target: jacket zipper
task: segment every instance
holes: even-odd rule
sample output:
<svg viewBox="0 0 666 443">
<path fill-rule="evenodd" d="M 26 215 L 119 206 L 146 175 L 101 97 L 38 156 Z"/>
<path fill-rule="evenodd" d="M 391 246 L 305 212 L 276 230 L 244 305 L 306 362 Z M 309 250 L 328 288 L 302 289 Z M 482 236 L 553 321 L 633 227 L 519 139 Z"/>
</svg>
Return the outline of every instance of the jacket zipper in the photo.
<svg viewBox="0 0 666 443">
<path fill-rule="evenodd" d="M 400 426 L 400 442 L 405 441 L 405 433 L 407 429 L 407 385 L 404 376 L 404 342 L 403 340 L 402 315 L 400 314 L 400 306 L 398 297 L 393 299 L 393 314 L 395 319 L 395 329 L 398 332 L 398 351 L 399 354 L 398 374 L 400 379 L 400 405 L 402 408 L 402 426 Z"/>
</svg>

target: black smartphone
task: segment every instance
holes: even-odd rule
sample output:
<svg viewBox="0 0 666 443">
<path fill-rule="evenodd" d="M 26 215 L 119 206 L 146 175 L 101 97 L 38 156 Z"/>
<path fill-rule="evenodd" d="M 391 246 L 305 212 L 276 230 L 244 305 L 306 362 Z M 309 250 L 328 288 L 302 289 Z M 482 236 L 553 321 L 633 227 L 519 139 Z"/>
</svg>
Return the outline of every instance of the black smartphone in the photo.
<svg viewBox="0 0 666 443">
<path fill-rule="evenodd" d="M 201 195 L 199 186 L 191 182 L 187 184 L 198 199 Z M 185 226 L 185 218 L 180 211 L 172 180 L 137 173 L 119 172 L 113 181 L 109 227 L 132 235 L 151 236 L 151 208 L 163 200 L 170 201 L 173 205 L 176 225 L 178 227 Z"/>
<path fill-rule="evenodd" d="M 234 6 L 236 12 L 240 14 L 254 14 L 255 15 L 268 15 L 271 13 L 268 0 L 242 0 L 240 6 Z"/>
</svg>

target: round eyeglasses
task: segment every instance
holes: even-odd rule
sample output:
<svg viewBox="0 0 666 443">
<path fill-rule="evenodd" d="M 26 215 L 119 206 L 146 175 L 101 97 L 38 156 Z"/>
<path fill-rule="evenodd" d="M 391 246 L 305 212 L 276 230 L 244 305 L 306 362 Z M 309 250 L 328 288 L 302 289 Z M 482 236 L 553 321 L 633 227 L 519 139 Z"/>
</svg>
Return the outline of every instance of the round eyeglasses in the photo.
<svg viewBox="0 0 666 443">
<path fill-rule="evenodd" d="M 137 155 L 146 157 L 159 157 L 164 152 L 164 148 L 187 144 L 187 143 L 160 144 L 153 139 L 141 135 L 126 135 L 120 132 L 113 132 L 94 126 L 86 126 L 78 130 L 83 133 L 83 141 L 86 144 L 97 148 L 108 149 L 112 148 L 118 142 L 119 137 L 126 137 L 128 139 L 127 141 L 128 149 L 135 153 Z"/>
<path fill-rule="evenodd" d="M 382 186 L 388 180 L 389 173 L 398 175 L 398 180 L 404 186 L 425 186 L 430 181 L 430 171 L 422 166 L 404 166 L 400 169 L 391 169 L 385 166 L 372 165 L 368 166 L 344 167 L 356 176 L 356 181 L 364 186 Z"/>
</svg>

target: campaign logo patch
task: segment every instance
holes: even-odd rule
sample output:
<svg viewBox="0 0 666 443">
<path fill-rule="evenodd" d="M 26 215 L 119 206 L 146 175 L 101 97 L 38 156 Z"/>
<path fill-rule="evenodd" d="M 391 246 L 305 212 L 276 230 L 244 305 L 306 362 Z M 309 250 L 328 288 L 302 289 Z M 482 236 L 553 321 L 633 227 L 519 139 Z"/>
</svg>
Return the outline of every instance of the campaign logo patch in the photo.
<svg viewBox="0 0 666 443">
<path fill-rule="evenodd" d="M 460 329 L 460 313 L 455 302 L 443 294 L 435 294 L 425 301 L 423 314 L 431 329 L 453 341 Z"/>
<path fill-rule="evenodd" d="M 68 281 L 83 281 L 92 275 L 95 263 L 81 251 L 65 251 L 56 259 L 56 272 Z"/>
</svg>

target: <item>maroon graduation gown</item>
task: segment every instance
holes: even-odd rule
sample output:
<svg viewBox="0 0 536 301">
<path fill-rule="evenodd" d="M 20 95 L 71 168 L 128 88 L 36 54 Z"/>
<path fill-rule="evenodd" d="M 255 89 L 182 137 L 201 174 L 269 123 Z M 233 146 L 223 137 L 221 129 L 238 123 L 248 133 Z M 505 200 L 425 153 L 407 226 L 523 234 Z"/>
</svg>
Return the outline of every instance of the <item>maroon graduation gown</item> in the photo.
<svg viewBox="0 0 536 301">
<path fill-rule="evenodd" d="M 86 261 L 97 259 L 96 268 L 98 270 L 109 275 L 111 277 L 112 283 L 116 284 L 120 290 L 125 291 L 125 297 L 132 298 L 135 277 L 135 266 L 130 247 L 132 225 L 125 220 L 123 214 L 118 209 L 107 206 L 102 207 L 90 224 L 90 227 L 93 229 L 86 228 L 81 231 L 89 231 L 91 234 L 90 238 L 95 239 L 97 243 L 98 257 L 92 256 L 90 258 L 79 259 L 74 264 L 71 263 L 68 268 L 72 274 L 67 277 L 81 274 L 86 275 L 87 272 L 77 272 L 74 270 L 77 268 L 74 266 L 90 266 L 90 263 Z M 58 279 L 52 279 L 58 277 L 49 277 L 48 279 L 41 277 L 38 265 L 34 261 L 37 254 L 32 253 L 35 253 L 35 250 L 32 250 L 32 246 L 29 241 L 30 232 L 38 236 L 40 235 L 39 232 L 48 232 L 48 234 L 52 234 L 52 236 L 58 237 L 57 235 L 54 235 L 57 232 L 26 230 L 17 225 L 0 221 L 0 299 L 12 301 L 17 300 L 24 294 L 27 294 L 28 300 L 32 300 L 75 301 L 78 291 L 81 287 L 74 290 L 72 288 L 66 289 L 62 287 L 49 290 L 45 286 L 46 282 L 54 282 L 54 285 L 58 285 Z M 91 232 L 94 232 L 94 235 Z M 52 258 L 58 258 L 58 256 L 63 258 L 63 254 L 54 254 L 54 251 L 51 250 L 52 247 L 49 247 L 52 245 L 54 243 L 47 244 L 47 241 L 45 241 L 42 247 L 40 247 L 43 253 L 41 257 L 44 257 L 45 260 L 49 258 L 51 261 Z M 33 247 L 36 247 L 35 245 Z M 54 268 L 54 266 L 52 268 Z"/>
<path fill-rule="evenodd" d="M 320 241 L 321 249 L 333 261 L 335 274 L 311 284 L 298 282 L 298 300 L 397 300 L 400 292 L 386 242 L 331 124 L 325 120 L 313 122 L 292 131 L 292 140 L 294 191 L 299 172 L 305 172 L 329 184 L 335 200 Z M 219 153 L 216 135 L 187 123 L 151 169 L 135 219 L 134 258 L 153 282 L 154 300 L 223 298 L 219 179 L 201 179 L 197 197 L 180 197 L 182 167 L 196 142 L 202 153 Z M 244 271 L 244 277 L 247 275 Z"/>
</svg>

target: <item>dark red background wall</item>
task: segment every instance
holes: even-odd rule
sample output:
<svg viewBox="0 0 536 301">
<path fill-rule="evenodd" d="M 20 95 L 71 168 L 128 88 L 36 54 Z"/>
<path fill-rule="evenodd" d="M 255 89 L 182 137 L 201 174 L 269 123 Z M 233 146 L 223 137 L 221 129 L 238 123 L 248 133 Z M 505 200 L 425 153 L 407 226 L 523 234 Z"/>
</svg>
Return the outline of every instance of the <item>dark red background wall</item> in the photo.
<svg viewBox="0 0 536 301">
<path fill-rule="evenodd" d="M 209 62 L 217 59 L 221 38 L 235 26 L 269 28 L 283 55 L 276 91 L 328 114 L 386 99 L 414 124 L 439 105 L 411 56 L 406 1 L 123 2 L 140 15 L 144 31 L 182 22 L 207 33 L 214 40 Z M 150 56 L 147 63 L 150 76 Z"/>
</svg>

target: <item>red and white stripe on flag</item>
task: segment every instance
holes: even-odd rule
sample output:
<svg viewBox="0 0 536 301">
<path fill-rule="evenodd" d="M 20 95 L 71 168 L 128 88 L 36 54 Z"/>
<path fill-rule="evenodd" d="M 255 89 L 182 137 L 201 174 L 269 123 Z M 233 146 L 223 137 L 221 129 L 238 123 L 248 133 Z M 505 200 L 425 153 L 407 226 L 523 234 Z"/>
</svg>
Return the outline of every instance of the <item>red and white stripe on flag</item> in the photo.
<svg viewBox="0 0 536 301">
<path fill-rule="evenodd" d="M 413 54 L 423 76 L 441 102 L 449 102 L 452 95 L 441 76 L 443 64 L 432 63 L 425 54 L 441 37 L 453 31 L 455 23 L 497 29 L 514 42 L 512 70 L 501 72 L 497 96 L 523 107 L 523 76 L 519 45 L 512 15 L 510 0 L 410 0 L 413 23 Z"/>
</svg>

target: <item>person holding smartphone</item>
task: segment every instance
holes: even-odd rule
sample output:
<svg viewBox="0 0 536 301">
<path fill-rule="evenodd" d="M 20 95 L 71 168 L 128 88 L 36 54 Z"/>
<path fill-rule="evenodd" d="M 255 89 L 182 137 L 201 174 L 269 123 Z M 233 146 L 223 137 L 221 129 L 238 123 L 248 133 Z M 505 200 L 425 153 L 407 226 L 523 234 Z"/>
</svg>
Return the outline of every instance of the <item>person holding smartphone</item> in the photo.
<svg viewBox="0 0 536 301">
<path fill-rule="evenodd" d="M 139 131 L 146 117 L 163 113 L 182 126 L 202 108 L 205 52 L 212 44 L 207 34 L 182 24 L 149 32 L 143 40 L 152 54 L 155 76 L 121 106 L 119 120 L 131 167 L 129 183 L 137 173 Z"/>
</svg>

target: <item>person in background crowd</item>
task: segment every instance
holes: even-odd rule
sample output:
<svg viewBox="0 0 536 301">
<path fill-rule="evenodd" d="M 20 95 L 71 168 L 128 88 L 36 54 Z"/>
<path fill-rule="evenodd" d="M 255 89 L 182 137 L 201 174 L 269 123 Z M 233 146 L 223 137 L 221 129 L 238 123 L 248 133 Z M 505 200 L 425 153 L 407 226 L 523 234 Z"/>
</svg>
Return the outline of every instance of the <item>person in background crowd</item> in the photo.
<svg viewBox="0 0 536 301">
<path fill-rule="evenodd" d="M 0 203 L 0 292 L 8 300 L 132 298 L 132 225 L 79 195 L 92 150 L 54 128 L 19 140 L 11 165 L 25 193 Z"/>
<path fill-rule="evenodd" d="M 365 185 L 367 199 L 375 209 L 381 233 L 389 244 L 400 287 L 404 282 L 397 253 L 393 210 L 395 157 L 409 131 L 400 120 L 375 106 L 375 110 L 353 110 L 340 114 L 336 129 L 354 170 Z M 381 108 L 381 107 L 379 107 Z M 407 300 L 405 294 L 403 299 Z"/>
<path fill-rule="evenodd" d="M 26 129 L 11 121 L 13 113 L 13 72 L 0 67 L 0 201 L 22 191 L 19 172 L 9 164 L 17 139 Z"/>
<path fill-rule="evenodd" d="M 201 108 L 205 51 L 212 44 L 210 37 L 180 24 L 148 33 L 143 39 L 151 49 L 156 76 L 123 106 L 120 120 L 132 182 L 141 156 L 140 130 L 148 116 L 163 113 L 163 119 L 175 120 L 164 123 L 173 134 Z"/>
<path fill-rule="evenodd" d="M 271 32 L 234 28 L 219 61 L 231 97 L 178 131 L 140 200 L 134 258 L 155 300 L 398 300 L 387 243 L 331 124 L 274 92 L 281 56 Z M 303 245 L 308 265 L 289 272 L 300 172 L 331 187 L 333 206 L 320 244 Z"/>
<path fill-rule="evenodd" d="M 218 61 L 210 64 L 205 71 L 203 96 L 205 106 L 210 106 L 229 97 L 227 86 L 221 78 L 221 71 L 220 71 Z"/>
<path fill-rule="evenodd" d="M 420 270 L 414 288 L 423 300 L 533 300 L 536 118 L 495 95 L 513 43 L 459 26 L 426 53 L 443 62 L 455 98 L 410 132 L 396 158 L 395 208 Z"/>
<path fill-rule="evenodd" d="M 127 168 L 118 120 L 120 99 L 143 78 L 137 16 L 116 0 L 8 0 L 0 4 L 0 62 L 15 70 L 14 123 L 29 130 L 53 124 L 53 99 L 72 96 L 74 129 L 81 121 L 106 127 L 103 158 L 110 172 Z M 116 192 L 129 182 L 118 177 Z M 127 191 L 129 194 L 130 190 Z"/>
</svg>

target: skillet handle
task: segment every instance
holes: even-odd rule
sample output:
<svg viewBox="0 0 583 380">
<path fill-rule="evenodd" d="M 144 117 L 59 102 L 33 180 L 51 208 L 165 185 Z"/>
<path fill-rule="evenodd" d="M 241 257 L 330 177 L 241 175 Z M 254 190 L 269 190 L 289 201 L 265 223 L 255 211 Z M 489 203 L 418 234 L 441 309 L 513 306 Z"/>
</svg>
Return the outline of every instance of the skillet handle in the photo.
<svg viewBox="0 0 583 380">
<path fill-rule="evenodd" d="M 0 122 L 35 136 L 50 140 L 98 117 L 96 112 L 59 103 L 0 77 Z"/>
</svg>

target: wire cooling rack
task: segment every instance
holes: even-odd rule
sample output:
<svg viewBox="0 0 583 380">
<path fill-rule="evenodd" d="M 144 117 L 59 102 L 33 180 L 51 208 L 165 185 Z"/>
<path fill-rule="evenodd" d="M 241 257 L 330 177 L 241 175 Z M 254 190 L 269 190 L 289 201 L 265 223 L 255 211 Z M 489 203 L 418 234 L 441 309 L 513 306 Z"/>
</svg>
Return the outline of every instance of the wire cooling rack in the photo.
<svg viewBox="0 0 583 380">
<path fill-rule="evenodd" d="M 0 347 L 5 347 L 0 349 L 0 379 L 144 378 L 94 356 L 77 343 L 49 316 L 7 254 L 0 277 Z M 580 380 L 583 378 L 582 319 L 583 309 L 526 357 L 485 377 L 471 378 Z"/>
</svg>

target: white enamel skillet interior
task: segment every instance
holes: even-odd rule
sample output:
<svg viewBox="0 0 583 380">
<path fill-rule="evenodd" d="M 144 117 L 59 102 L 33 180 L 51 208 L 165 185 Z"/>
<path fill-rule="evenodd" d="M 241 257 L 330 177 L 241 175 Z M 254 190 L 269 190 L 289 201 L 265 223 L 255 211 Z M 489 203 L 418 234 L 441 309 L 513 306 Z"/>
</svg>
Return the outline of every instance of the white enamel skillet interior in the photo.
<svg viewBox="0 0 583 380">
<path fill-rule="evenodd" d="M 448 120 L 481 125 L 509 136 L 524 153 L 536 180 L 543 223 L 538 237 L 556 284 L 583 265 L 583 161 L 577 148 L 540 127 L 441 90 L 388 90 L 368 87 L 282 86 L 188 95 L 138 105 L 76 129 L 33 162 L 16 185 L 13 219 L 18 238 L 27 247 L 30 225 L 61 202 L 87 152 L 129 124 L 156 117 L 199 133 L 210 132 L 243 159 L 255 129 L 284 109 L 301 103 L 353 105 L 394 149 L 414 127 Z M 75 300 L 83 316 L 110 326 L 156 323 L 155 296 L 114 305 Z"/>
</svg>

* **Short exercise**
Please write out again the stretch of items from the line containing "target: <item>person in" through the line containing "26 129 L 11", requests included, and shift every number in the answers (the viewBox values and the outline coordinates) up by 86.

* **Written answer**
target: <item>person in background crowd</item>
task: segment every instance
holes: even-odd rule
sample output:
<svg viewBox="0 0 536 301">
<path fill-rule="evenodd" d="M 20 95 L 71 168 L 128 88 L 36 54 Z"/>
<path fill-rule="evenodd" d="M 255 89 L 182 137 L 201 174 L 269 123 Z M 233 146 L 223 137 L 221 129 L 238 123 L 248 133 Z M 505 200 L 425 153 L 407 226 L 523 234 Z"/>
</svg>
Return the outline of every instance of the <item>person in background crowd</item> in the photo.
<svg viewBox="86 86 622 387">
<path fill-rule="evenodd" d="M 86 289 L 86 378 L 94 386 L 218 384 L 218 311 L 165 281 L 178 236 L 140 214 L 105 226 L 97 251 L 111 279 Z"/>
<path fill-rule="evenodd" d="M 451 271 L 453 285 L 461 295 L 467 319 L 475 330 L 486 373 L 490 368 L 483 339 L 479 296 L 481 243 L 495 217 L 486 206 L 461 192 L 461 196 L 439 196 L 426 200 L 422 215 L 440 256 Z M 467 194 L 467 193 L 465 193 Z M 493 386 L 491 380 L 489 385 Z"/>
<path fill-rule="evenodd" d="M 112 215 L 97 207 L 99 199 L 99 158 L 86 153 L 86 287 L 108 277 L 105 258 L 95 250 L 103 225 Z"/>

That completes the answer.